*MATERIALS PROVIDED*:
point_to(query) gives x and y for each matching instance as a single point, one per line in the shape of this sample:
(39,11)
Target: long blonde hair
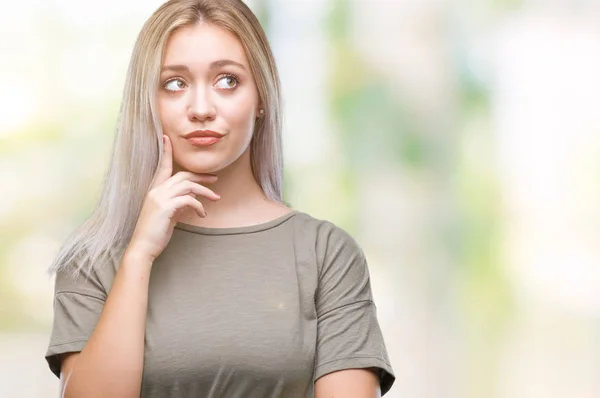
(137,147)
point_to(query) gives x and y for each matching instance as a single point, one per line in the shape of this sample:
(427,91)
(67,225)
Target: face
(206,87)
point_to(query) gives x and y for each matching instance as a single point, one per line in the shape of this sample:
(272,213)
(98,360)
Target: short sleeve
(348,332)
(77,305)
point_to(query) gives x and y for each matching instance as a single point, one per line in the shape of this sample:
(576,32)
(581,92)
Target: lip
(203,137)
(203,133)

*THE TASK*: Exact copy, no pictures: reproduce every record above.

*RESPONSE BELOW*:
point_to(query) gives x and y for each matching instance as a single point, one per line in the shape of this sample:
(39,11)
Target: long blonde hair
(137,147)
point_to(query) gives x and y for each matching instance as a single point, one per line in the shape of this sample:
(427,91)
(67,225)
Target: face
(206,87)
point_to(query) gives x and y for each matching instance as a single point, one per line in the shape of this sample:
(272,213)
(98,360)
Target: short sleeve
(348,332)
(77,305)
point_to(query) gives x and y for each matching instance as a single point, one per line in the shape of this sample:
(576,32)
(581,92)
Target: lip
(203,137)
(203,133)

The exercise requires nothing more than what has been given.